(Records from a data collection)
┌────────
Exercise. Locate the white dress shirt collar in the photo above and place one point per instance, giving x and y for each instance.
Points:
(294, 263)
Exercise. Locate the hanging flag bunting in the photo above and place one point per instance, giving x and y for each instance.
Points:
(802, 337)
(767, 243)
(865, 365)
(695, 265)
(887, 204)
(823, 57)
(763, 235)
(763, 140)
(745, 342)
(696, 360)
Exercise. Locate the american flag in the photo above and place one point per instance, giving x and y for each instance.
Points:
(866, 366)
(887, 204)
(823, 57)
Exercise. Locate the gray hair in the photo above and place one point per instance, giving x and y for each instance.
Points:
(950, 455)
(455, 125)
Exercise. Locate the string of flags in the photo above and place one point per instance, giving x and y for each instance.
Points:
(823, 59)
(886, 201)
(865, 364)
└────────
# Goal of the exercise:
Copy out the lines above word for word, starting at the line that contains "Exercise. Locate the american" and ending with the last line of the records.

# Written answer:
Exercise. Locate the american flag in the photo above and place one point per instance, giving x and y for each instance.
Points:
(866, 366)
(887, 204)
(823, 57)
Exercise. Locate the gray hair in the photo above and place one point per instance, giving x and y for each instance.
Points:
(950, 455)
(455, 125)
Exercise. Locate the string of flags in the photo above and place one point per instance, giving x and y for each instance.
Points:
(823, 59)
(886, 201)
(865, 364)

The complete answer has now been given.